### Work required
Offset every bounding box coordinate by 86 in the data from its first line through the line containing "0 350 94 359", and write that whole stretch out again with every other line unchanged.

### Stored records
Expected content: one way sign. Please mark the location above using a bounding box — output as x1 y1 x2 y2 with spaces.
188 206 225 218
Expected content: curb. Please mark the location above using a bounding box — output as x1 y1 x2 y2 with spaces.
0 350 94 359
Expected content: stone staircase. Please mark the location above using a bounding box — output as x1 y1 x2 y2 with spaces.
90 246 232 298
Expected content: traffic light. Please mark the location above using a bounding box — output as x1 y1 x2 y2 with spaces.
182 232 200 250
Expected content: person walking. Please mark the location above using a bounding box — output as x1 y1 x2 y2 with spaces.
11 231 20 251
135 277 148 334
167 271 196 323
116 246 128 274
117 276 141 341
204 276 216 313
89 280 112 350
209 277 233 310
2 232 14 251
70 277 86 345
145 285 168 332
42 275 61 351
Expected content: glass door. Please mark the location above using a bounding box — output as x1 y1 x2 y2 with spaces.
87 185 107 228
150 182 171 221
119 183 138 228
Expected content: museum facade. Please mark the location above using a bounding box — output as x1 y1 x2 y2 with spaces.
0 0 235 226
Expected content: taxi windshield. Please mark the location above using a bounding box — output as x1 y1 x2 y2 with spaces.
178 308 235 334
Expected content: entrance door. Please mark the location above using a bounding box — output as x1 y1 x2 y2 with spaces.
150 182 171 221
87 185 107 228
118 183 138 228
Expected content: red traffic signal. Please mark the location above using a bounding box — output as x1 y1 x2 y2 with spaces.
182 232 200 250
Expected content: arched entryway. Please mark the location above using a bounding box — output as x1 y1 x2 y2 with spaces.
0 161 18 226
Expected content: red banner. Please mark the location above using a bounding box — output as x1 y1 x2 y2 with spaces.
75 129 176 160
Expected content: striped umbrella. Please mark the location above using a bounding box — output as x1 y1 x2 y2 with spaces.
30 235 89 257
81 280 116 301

### Output for this task
Expected content: one way sign. Please mark the location above using a bounding box — output as x1 y1 x2 y2 with spaces.
274 292 311 304
Expected content: curb. Please mark the location above using a bounding box — output as x1 y1 x2 y2 with spaces.
86 436 180 445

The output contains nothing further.